Did your childhood hood involve countless hours spent capturing, training & battling Pokémon? Well, there now may be a link between our visual cortex and catching a Pikachu.
Stanford psychologists have identified preferential activation to Pokémon characters in the brains of individuals who played Pokémon videogames extensively as kids.
Visual cortex, I choose you
Published in Nature Human Behaviour, this research helps to shed light on two related mysteries about our visual system. “It’s been an open question in the field why we have brain regions that respond to words and faces but not to, say, cars,” said study first author and former Stanford graduate student Jesse Gomez. “It’s also been a mystery why they appear in the same place in everyone’s brain.”
A partial answer comes from recent studies in monkeys at Harvard Medical School, USA. Researchers there found that in order for regions dedicated to a new category of objects to develop in the visual cortex – the part of the brain that processes what we see – then exposure to those objects must start young when the brain is particularly malleable and sensitive to visual experience.

■ Records ■
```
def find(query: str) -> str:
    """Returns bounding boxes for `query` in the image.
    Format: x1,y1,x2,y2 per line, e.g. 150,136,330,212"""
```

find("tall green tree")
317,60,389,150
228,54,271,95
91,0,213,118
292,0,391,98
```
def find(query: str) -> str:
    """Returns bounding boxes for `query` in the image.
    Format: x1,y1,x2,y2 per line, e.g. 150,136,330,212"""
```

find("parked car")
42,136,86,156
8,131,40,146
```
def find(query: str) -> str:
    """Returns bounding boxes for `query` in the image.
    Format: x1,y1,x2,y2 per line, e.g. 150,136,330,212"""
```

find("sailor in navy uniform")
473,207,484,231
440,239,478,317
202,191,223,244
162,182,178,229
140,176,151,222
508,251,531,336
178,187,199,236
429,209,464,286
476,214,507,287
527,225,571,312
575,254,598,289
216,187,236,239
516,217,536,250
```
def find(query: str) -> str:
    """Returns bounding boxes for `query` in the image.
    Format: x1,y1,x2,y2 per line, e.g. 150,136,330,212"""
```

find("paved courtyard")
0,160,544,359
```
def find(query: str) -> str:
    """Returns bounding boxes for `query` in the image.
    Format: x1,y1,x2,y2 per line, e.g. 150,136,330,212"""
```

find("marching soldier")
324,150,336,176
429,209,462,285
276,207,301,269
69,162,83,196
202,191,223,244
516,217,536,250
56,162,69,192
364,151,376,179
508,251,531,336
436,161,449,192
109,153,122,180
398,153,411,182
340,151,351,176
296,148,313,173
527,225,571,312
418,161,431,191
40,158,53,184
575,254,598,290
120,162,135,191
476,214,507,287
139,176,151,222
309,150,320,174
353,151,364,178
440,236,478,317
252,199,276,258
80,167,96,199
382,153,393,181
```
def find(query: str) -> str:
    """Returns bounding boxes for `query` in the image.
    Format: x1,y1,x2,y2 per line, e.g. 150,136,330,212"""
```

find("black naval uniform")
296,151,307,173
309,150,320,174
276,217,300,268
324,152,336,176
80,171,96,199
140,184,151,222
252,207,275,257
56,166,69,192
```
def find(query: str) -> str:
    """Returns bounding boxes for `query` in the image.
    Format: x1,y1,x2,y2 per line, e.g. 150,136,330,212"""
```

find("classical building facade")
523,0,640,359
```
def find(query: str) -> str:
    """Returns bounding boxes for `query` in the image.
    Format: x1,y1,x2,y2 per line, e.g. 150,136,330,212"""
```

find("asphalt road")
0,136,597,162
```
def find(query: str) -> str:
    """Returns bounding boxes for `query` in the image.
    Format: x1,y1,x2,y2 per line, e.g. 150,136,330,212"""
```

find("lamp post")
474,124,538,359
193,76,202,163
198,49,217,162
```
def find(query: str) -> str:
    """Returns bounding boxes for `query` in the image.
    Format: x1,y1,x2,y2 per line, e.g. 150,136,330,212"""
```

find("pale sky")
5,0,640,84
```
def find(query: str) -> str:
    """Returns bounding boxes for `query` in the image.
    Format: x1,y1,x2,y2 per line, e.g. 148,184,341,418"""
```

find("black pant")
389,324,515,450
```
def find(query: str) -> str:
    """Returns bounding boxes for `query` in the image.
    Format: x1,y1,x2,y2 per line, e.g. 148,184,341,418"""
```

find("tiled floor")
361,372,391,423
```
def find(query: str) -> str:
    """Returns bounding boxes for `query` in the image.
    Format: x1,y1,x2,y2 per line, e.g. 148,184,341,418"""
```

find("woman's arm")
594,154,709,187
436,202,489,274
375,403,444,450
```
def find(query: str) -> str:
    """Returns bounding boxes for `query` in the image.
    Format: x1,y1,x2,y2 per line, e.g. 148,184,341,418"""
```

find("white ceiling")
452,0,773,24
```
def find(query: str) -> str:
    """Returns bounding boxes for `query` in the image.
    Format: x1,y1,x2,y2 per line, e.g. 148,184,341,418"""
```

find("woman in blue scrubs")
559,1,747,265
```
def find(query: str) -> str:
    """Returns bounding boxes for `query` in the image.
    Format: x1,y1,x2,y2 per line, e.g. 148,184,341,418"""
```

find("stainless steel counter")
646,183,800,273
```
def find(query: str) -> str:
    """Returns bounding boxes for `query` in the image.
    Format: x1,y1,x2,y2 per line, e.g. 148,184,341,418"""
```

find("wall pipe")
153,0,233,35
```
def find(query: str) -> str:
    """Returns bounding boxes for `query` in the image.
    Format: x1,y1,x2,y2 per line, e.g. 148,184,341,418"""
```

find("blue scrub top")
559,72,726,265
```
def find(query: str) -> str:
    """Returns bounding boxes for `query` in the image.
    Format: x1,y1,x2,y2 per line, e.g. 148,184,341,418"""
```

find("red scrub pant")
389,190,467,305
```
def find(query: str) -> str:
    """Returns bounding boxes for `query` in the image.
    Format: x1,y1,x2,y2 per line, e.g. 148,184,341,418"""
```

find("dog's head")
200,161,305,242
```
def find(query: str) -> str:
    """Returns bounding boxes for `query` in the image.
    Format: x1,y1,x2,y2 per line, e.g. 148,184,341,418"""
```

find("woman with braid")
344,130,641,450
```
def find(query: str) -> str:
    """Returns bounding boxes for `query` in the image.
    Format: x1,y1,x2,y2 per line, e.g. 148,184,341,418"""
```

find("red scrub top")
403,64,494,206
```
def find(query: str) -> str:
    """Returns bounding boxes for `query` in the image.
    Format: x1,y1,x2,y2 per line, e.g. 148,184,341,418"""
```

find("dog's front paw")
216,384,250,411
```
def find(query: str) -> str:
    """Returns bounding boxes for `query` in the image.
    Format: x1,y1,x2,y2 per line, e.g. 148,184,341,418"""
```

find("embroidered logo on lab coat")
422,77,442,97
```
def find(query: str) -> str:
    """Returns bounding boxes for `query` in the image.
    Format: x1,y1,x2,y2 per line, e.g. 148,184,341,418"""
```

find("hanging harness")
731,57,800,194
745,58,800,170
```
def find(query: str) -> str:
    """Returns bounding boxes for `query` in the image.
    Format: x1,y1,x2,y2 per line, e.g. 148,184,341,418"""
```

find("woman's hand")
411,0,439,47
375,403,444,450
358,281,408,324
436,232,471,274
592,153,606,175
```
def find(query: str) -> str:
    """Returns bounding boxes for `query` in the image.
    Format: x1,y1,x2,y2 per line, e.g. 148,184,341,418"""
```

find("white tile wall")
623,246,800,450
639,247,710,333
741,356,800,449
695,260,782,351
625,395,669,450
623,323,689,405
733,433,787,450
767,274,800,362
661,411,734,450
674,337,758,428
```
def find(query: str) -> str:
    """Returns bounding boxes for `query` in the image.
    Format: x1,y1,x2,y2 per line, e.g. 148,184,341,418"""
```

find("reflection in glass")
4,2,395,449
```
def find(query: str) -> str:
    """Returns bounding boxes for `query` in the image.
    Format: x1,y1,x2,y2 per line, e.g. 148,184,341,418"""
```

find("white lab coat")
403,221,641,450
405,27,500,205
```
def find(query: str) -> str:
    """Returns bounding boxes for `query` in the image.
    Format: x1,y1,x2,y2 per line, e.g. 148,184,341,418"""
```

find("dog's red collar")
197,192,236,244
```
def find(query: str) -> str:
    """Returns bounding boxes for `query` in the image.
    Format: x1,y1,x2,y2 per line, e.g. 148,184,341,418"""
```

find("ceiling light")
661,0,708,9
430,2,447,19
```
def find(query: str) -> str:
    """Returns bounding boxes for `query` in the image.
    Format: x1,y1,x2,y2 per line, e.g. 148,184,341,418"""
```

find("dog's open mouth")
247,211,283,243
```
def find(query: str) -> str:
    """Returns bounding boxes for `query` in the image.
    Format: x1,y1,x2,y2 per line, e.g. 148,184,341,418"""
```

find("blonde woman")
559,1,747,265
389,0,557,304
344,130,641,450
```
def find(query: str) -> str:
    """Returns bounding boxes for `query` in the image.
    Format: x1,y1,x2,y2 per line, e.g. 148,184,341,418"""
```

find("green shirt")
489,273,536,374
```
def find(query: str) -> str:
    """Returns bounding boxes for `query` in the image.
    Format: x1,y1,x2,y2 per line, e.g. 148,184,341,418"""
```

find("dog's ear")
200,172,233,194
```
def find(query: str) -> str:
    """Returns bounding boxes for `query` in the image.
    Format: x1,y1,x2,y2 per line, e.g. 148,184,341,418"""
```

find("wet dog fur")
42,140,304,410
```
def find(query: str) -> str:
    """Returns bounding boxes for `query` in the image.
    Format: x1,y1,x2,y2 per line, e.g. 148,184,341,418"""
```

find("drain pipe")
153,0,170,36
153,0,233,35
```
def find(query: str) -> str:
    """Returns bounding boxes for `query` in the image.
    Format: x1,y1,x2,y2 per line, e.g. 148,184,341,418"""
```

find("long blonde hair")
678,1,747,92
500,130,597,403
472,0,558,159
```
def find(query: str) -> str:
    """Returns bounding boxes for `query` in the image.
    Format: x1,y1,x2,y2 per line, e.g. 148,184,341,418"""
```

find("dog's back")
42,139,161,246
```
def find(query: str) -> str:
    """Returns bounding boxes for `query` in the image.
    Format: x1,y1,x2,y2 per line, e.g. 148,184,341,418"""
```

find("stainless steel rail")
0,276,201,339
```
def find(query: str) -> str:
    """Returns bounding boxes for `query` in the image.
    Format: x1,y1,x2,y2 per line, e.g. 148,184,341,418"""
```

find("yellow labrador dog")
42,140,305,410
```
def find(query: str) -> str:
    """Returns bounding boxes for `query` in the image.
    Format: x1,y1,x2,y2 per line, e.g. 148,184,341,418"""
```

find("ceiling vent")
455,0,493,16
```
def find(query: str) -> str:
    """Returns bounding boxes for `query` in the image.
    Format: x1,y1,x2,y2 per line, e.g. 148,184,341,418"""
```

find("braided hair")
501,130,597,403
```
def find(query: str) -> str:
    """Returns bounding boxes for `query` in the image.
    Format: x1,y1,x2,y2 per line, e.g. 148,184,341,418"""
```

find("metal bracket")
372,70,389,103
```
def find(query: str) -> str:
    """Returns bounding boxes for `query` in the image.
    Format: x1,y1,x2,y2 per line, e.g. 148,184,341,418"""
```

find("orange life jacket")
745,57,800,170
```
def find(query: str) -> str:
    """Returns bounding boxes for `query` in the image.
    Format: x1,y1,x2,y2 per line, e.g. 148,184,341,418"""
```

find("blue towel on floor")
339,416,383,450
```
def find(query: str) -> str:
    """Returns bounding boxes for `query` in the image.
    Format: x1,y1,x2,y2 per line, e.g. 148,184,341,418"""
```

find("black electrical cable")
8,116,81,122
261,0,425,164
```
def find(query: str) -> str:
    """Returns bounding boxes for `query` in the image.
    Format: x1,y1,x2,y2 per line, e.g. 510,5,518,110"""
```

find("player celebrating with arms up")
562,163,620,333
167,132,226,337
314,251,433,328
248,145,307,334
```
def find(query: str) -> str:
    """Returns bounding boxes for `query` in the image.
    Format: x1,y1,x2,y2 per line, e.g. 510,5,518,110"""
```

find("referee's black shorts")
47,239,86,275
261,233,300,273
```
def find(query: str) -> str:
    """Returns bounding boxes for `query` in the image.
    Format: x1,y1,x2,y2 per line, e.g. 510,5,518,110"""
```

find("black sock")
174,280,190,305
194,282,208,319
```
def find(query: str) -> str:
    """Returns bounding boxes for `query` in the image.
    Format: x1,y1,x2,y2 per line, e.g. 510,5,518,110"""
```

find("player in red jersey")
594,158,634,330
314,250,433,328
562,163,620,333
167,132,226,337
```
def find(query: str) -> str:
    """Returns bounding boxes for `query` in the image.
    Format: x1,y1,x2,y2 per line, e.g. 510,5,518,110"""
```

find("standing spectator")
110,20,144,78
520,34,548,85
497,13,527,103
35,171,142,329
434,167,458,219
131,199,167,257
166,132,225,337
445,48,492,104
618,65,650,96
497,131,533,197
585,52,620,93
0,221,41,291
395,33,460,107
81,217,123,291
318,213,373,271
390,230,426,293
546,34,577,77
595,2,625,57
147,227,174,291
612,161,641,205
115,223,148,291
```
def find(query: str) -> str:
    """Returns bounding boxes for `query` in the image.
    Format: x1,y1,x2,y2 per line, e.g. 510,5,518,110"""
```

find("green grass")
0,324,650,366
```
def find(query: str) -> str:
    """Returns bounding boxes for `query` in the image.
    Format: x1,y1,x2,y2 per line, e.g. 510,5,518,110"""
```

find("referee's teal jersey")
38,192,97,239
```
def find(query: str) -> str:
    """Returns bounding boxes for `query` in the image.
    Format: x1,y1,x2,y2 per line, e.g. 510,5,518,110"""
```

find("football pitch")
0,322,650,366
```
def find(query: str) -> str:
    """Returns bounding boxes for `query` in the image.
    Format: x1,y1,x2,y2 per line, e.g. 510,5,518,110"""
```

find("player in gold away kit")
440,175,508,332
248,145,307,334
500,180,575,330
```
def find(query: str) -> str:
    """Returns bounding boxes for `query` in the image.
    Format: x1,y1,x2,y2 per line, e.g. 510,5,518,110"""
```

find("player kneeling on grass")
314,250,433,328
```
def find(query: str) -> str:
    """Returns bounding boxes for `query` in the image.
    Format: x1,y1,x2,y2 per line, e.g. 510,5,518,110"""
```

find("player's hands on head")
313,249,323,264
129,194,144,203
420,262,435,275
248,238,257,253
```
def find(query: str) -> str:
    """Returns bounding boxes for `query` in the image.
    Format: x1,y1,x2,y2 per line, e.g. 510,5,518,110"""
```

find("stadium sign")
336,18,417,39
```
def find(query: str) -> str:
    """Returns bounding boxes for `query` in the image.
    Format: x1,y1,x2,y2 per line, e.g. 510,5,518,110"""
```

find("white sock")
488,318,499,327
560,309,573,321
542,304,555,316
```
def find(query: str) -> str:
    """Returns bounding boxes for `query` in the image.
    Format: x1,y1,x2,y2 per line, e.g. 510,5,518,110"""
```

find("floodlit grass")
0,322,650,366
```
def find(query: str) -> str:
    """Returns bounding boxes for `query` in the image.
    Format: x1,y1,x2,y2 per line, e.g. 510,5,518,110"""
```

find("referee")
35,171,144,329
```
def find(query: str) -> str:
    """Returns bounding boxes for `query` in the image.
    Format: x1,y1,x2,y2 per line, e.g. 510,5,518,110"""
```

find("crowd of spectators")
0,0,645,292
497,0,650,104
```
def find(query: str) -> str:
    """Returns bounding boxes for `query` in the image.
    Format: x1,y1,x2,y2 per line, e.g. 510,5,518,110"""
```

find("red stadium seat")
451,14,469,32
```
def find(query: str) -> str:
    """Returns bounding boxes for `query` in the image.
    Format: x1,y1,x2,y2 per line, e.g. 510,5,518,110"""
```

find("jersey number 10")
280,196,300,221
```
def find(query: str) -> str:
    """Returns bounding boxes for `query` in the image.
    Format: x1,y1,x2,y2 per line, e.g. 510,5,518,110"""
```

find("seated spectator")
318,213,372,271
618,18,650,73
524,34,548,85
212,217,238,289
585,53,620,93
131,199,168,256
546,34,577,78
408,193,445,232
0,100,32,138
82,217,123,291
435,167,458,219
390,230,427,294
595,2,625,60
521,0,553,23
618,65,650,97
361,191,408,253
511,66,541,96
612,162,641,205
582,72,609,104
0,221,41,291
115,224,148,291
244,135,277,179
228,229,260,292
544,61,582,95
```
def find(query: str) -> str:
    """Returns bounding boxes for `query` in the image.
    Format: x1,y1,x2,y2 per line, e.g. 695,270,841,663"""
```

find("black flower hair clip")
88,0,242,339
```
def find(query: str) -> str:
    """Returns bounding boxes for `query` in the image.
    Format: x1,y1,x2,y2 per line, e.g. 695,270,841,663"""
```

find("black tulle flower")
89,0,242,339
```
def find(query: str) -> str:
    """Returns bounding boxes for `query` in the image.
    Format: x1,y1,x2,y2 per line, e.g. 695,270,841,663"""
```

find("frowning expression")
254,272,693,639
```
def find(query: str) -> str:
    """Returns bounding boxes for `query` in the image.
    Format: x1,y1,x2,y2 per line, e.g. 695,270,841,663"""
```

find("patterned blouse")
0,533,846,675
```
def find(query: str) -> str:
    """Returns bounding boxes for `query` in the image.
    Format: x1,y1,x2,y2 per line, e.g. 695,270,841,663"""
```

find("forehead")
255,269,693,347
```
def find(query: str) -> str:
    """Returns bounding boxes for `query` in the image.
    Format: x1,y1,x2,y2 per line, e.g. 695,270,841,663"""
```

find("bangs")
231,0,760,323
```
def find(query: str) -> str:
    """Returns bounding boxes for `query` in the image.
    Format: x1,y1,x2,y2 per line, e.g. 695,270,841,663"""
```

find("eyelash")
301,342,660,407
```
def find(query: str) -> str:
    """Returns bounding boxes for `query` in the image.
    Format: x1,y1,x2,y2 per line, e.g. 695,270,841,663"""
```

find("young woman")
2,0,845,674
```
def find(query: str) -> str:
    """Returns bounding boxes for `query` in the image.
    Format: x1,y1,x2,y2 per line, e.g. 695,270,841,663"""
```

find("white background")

■ Exercise ■
Print the whole article on Pokémon and the visual cortex from above, word for word.

■ Response below ■
Did your childhood hood involve countless hours spent capturing, training & battling Pokémon? Well, there now may be a link between our visual cortex and catching a Pikachu.
Stanford psychologists have identified preferential activation to Pokémon characters in the brains of individuals who played Pokémon videogames extensively as kids.
Visual cortex, I choose you
Published in Nature Human Behaviour, this research helps to shed light on two related mysteries about our visual system. “It’s been an open question in the field why we have brain regions that respond to words and faces but not to, say, cars,” said study first author and former Stanford graduate student Jesse Gomez. “It’s also been a mystery why they appear in the same place in everyone’s brain.”
A partial answer comes from recent studies in monkeys at Harvard Medical School, USA. Researchers there found that in order for regions dedicated to a new category of objects to develop in the visual cortex – the part of the brain that processes what we see – then exposure to those objects must start young when the brain is particularly malleable and sensitive to visual experience.